(Point annotation records)

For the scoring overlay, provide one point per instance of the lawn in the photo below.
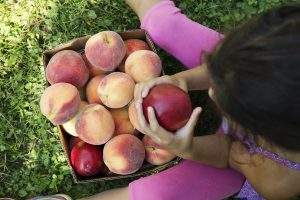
(31, 158)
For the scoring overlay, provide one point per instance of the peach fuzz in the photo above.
(143, 65)
(60, 102)
(155, 154)
(91, 89)
(105, 50)
(95, 125)
(70, 125)
(133, 116)
(122, 122)
(132, 45)
(116, 90)
(67, 66)
(124, 154)
(93, 71)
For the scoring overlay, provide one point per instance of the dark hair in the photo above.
(256, 76)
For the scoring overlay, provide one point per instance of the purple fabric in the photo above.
(188, 41)
(249, 142)
(187, 181)
(183, 38)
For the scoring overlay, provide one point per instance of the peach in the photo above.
(91, 89)
(122, 122)
(143, 65)
(67, 66)
(133, 116)
(95, 125)
(155, 154)
(92, 70)
(105, 50)
(124, 154)
(132, 45)
(70, 125)
(116, 90)
(60, 102)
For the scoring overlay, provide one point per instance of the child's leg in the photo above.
(188, 180)
(183, 38)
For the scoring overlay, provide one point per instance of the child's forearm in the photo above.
(196, 79)
(210, 149)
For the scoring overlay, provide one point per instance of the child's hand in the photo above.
(142, 89)
(179, 142)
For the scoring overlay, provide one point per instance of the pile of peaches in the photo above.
(91, 97)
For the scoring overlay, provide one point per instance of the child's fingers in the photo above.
(163, 135)
(141, 119)
(137, 93)
(152, 119)
(194, 118)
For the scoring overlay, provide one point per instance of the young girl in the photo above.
(253, 75)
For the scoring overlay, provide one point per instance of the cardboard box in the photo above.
(147, 169)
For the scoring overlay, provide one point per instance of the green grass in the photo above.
(31, 158)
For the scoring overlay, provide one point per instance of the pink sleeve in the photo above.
(183, 38)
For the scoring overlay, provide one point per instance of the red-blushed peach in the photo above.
(91, 89)
(105, 50)
(92, 70)
(86, 159)
(124, 154)
(95, 125)
(67, 66)
(132, 45)
(73, 141)
(133, 116)
(116, 90)
(70, 125)
(155, 154)
(143, 65)
(60, 102)
(122, 122)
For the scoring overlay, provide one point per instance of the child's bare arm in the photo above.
(210, 149)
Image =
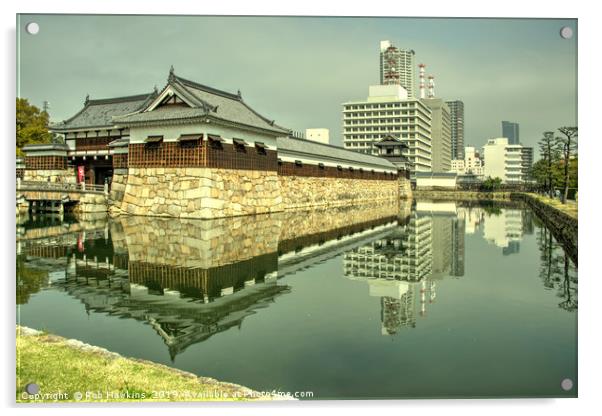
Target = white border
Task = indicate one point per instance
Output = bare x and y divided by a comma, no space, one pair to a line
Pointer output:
589,33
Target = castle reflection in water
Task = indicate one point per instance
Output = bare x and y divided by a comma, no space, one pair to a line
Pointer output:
192,279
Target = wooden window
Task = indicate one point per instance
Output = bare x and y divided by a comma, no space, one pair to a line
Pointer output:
240,145
261,148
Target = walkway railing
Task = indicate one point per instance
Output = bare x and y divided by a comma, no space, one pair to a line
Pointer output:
61,187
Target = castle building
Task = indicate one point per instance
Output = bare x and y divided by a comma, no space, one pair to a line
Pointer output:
194,151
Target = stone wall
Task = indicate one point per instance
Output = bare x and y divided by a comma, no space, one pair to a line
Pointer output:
563,227
303,223
195,243
200,192
117,188
405,188
306,192
55,175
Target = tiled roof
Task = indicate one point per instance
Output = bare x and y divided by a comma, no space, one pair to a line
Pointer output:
100,113
204,101
329,152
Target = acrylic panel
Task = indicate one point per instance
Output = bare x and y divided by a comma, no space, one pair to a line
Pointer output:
306,208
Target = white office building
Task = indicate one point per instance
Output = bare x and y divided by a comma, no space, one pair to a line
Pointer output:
389,110
503,160
472,164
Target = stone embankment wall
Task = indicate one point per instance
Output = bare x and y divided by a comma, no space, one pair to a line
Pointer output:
200,192
207,193
405,188
118,184
452,195
194,243
322,220
564,227
306,192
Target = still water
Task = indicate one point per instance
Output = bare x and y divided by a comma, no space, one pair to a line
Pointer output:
427,300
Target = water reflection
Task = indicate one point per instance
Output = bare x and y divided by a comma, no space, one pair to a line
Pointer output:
191,280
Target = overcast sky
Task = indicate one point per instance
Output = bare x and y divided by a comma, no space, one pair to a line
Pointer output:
299,71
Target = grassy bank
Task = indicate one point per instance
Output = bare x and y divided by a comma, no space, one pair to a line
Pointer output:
70,371
570,208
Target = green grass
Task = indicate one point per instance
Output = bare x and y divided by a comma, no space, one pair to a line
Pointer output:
60,368
570,208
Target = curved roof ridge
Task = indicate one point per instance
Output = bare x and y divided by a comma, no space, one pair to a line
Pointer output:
188,95
122,99
334,146
206,88
267,120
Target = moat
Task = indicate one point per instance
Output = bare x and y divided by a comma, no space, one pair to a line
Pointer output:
433,299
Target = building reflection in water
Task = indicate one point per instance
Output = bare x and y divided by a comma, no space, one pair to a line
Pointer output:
403,267
192,279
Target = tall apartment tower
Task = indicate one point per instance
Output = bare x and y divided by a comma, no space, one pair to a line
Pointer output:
510,131
504,160
440,135
456,116
397,67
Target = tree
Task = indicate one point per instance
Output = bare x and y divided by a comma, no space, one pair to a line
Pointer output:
32,125
567,145
549,155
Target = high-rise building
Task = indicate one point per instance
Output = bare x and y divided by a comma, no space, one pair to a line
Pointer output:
389,111
397,67
456,118
440,134
527,159
503,160
510,131
472,164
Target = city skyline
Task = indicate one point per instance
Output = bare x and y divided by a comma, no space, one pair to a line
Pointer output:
302,80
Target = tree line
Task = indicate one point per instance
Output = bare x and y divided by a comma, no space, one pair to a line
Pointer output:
557,168
32,125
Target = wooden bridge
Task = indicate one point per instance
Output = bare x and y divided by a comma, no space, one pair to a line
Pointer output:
56,197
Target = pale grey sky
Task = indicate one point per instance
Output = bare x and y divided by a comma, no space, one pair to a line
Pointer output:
300,70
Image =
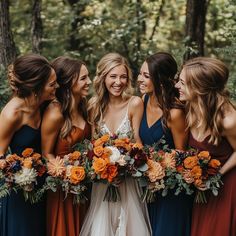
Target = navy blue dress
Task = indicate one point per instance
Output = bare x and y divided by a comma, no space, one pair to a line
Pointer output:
169,215
17,217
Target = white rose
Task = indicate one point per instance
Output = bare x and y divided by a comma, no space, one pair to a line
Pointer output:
115,154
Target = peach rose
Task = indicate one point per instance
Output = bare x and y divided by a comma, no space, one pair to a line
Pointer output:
3,164
99,165
214,163
204,155
27,162
137,145
98,142
109,173
105,138
106,153
74,155
155,171
27,152
36,156
190,162
196,172
77,174
98,150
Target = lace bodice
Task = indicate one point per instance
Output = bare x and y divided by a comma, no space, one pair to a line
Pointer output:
124,129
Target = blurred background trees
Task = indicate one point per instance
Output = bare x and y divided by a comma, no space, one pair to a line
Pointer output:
88,29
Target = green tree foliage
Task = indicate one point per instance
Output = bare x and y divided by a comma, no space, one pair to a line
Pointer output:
88,29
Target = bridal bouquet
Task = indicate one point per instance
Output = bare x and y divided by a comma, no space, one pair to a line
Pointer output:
112,159
21,173
202,171
67,173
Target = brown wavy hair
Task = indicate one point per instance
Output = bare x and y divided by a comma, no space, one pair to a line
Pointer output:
29,74
162,70
208,98
67,70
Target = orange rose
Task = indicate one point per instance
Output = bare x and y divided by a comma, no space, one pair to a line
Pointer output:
12,158
211,171
27,152
180,168
27,162
198,182
77,174
98,151
106,153
41,170
36,156
190,162
98,142
123,143
214,163
105,138
138,145
99,165
109,173
3,164
196,172
75,155
204,155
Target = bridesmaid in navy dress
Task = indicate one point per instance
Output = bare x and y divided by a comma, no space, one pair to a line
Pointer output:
33,81
164,117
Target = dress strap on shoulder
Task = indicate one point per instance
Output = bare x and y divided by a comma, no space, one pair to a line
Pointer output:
127,111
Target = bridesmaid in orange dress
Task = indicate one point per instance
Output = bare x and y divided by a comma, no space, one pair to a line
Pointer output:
211,118
64,124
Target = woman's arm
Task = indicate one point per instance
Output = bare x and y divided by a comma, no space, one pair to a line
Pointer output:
10,122
136,113
177,125
51,126
229,131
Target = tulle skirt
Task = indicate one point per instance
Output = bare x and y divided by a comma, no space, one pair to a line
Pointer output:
127,217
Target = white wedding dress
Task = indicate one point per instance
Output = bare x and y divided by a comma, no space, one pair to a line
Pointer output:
127,217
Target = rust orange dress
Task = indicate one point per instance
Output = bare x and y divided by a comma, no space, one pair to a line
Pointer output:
218,216
63,217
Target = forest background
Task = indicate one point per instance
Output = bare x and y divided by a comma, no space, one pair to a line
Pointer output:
88,29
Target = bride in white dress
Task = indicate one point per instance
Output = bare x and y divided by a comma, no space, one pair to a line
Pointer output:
114,111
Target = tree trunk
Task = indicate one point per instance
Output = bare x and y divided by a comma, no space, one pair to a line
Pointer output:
36,27
7,45
75,43
195,27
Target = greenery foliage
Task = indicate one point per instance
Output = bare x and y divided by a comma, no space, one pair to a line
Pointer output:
88,29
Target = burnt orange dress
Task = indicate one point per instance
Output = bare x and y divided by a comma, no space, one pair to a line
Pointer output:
218,216
63,217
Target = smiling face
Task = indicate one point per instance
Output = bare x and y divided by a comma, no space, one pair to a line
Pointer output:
144,80
116,80
49,90
82,83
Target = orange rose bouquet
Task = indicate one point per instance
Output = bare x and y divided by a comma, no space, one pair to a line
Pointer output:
180,171
161,173
112,159
69,174
22,173
202,171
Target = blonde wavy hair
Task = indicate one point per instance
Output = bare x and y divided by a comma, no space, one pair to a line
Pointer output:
98,103
207,96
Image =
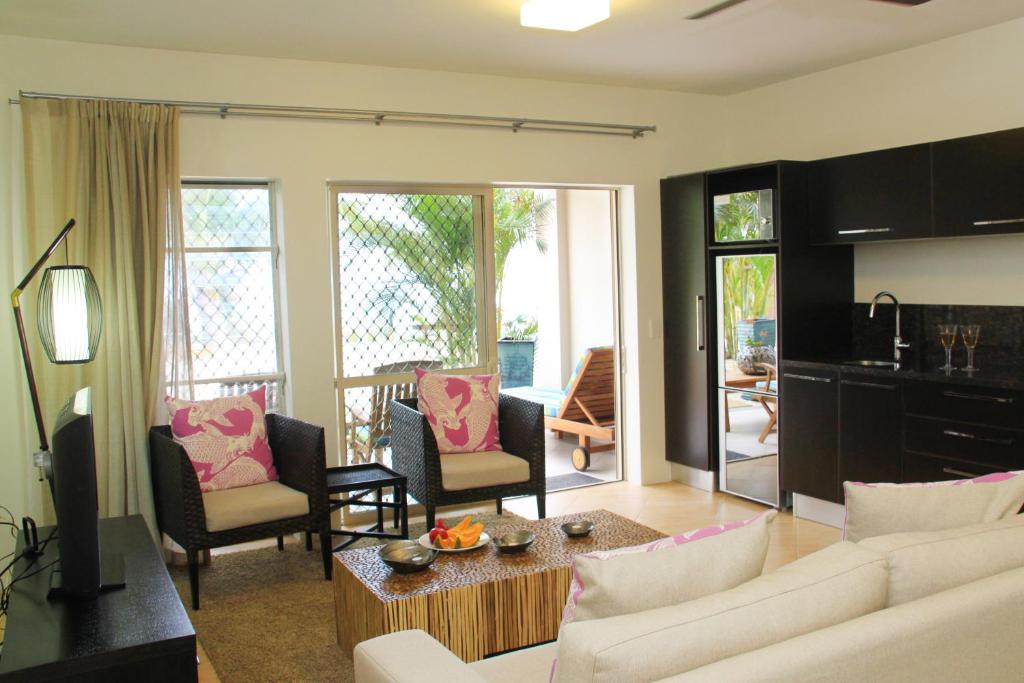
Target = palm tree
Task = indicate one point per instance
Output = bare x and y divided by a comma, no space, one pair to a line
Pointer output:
434,242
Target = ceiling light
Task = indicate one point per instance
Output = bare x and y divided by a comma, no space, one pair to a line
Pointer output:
563,14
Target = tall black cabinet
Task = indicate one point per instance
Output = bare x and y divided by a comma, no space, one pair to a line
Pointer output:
814,291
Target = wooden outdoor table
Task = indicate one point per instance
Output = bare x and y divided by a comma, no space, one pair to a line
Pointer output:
478,602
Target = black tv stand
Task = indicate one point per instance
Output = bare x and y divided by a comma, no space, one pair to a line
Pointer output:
138,633
112,578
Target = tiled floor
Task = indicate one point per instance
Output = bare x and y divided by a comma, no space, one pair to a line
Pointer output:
670,508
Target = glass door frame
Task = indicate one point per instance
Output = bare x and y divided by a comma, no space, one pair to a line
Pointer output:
717,370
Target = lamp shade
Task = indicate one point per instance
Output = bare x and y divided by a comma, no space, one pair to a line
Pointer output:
70,314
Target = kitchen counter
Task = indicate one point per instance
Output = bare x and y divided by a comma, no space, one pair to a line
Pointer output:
994,376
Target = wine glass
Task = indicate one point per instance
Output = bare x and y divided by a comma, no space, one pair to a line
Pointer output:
971,334
947,334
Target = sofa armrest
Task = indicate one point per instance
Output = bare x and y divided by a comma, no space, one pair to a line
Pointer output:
521,431
410,655
175,488
414,450
299,451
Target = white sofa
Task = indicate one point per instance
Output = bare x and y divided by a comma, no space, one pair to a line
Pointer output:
932,606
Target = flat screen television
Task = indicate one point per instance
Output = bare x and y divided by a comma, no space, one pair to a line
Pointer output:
73,482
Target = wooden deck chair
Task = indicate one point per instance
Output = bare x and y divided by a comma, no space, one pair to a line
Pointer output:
585,408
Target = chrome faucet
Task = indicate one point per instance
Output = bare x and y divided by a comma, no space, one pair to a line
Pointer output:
898,343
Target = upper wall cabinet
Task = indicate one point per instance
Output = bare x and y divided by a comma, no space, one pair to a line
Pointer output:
979,184
884,195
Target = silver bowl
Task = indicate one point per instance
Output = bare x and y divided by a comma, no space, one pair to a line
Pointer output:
579,528
407,556
514,542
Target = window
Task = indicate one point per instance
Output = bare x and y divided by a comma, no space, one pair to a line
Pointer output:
233,302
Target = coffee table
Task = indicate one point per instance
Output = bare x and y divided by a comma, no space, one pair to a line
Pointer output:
476,603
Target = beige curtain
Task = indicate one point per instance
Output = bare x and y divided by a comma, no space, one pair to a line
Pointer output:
114,168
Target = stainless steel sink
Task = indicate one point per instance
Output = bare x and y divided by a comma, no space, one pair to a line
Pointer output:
870,364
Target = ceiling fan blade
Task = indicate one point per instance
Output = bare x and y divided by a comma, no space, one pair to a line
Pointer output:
715,8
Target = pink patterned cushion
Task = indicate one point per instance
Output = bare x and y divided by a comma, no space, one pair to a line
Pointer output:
626,580
225,439
879,509
462,410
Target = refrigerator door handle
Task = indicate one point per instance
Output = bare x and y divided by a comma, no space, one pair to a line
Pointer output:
700,323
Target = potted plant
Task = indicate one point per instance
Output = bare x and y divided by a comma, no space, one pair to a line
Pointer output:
516,350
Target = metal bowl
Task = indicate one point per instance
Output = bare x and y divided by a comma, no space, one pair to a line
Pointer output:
579,528
514,542
407,556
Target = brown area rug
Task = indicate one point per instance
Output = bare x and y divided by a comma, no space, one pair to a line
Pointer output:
268,615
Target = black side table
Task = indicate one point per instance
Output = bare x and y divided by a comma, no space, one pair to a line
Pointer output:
350,484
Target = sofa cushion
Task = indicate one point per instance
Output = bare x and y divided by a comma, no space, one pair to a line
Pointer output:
669,570
877,509
231,508
476,470
969,633
530,664
225,439
462,410
926,562
834,585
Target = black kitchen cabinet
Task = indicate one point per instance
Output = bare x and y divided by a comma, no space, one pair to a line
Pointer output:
870,427
979,184
870,197
685,295
809,433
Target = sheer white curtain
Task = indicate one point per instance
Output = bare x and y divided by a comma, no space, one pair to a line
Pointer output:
114,167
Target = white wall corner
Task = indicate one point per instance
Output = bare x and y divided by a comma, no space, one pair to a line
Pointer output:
693,477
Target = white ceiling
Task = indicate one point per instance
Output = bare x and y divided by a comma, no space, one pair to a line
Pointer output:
646,43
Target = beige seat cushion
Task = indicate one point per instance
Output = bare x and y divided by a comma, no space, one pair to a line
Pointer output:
666,572
231,508
925,562
832,586
477,470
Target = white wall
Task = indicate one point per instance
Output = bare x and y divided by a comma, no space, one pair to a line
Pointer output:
964,85
301,157
591,275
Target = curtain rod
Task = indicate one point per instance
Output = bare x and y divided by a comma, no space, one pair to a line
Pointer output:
376,117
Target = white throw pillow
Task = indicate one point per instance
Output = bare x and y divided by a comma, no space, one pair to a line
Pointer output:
878,509
669,570
835,585
925,562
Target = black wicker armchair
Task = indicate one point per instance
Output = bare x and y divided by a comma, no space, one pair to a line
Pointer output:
414,453
299,456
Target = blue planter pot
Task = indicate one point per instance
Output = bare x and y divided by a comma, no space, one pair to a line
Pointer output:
515,361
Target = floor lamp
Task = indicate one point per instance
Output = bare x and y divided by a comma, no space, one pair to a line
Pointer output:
70,317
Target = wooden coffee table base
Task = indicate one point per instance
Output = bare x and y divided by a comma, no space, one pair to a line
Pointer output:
476,603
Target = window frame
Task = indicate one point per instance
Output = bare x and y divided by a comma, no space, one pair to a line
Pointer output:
281,377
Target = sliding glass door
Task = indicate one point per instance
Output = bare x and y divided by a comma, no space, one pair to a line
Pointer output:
413,275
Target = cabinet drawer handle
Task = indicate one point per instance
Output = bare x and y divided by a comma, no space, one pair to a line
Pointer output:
986,439
865,230
700,323
960,473
999,221
809,378
976,396
868,385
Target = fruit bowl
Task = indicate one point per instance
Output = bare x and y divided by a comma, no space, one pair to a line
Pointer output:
483,540
407,556
514,542
579,528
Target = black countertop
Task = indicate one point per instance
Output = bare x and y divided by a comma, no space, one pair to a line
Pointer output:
998,376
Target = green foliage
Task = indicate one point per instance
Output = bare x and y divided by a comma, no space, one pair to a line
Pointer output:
520,328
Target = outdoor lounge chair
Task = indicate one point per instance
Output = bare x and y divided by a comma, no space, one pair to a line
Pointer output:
585,408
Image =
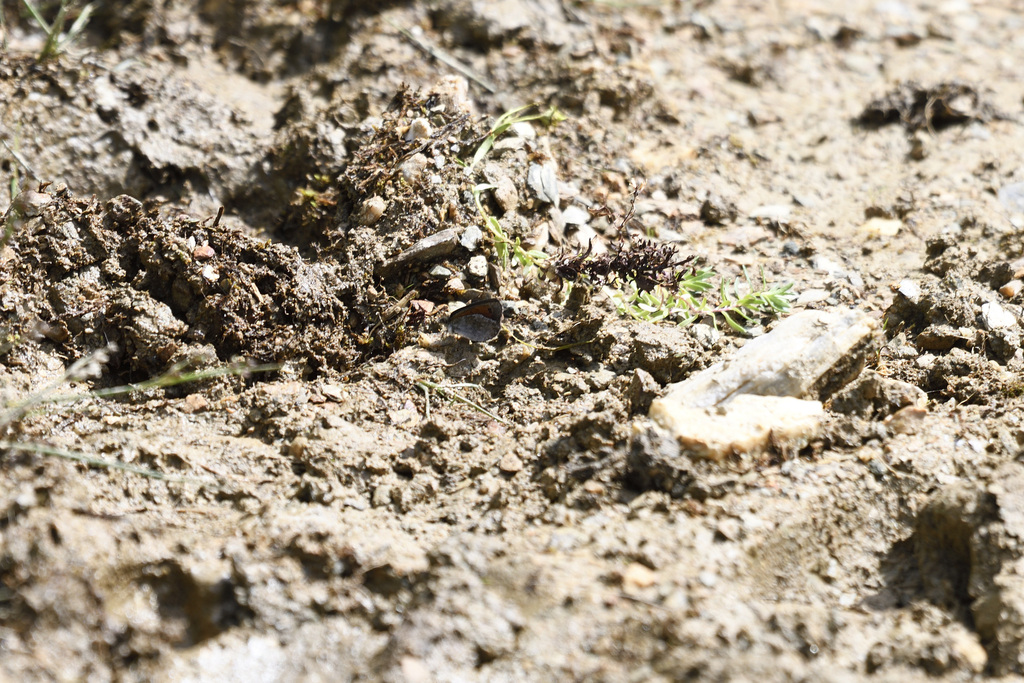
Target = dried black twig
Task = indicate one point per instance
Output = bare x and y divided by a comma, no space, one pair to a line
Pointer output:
640,261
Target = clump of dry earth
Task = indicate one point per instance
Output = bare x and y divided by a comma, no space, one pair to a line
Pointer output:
341,519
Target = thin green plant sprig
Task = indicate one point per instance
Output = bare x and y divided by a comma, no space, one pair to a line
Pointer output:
692,300
506,248
57,41
550,117
91,366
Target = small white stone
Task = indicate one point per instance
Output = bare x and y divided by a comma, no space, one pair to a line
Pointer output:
418,130
994,316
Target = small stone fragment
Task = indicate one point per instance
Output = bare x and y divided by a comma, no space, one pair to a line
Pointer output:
754,399
506,194
906,420
204,253
774,212
882,227
747,424
1012,289
412,169
641,390
715,211
510,463
418,130
29,204
810,353
371,211
574,215
1012,197
543,179
910,290
994,316
477,267
428,249
940,337
637,575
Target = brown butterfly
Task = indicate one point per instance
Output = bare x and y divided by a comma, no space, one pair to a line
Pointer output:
477,321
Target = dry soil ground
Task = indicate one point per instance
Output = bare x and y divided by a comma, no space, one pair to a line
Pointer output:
344,517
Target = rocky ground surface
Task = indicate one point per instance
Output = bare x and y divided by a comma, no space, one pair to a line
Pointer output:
262,214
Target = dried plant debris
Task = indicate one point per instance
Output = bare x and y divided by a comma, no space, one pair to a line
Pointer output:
628,260
651,282
919,108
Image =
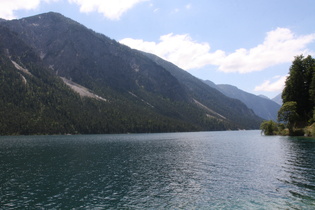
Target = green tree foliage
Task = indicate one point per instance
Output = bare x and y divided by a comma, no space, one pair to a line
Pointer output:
288,114
269,127
299,88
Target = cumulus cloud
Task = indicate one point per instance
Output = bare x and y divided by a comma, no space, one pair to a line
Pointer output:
279,46
275,84
112,9
178,49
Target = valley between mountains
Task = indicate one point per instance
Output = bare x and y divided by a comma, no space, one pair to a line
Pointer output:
59,77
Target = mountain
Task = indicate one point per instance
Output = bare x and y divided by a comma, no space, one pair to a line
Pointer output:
278,99
60,77
262,106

**Aim of the task**
Drop the pictures, then write out only the lines running from the one containing "Target = small white stone" through the last line above, both included, exactly.

**The output**
Target = small white stone
Task = indicate one point per instance
Output = bare x and y divided by a comma, no space, one pair to a line
Pointer output:
418,130
994,316
Target = small stone fragment
Task = indicate one point per instance
Output = bare x and y divided by a comma, no space, one pair to a line
Pointer output:
754,399
506,194
906,420
204,253
774,212
882,227
747,424
1012,289
412,169
641,390
715,211
510,463
418,130
29,204
810,353
371,211
574,215
1012,197
543,179
910,290
994,316
477,267
428,249
940,337
637,575
Target = brown butterfly
Task = indicate one point per instance
Output = bare x and y divided by a comma, no space, one pair to a line
Pointer output:
477,321
Target = dry soil ground
Task = indicate one point per instance
Output = bare x and y divided by a comma, no space, one pair to a line
Pointer output:
344,517
Target = rocky ground surface
Task = indicate one point per instance
Output = bare x and y divided by a comma, no space, one pair to a line
Pointer output:
262,214
Target = dried plant debris
Task = indicate one point per instance
Output = bare x and y divided by a comma, no space, one pair to a line
Pointer output:
628,260
651,282
919,108
Image =
Target = green tree foliage
Task = indicate one point per instance
Output = bare x and y divided by a comma, no space, one pair to a line
Pointer output:
288,114
269,127
299,88
Target = cumulus cloud
Task = indicate one point per instance
Output = bare x and y divided by a comma, no space, one pair to a line
Pointer output:
279,46
275,84
112,9
178,49
Target = valley between mountains
Task = indicate one point per instance
Output = bare x and y divided by a comma, no space, one pair to a line
Pointer output:
59,77
Target = mountain
Task = indicate one point per instance
Output = bare x and y divided by a comma, no space, one pair to a line
Pointer output:
278,99
60,77
262,106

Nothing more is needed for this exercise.